Dataset excerpts on object pointing>
## Begin
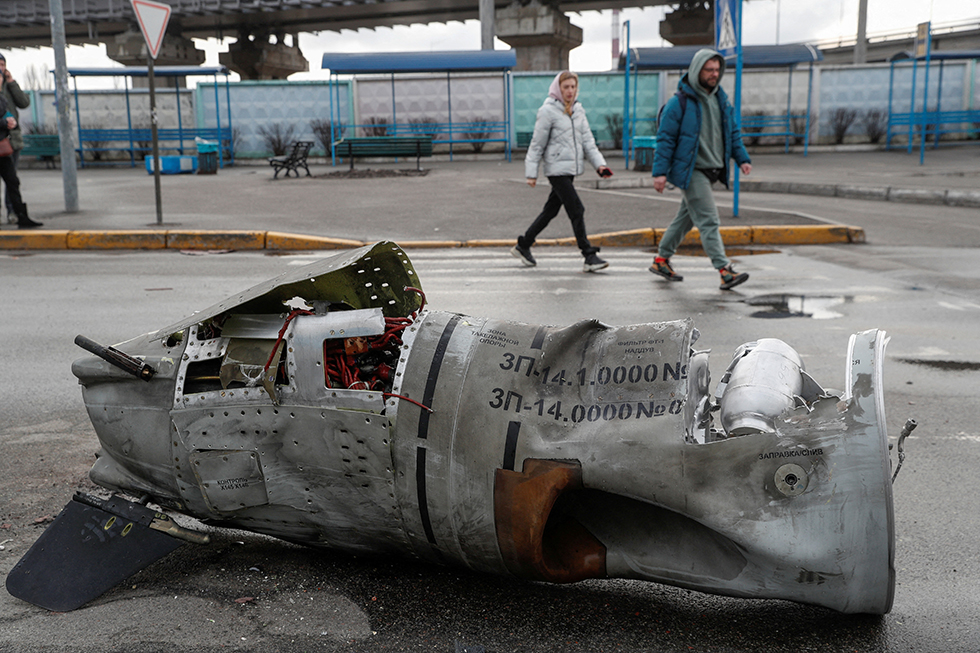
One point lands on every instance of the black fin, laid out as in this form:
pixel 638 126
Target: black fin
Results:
pixel 90 547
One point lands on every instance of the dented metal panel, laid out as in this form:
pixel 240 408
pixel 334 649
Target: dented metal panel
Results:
pixel 548 453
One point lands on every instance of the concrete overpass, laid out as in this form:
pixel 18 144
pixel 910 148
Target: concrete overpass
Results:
pixel 882 47
pixel 540 30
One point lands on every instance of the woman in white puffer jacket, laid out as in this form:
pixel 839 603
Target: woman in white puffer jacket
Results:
pixel 562 139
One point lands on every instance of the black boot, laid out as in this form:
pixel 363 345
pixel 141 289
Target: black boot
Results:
pixel 24 221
## End
Stated goal> Reproduce the data word for word, excluding its pictures.

Final result>
One point lands on every instance of the black fin, laid out as in this form:
pixel 638 126
Target: black fin
Results:
pixel 90 547
One point lands on every instance of the dented metal panel, laid out as in this form:
pixel 240 408
pixel 334 649
Target: dented metal panel
Results:
pixel 548 453
One point lands on every instance of the concrete overpass, laid out as in this form:
pixel 18 144
pixel 910 148
Target: concrete overpass
Results:
pixel 882 47
pixel 540 30
One point lands on every instance of the woman in white puffer jacket, laid out as in this form:
pixel 839 603
Target: woman in white puffer jacket
Results:
pixel 562 139
One point lands on every instance of the black boot, laid out as in this form:
pixel 363 345
pixel 141 289
Target: black boot
Results:
pixel 24 221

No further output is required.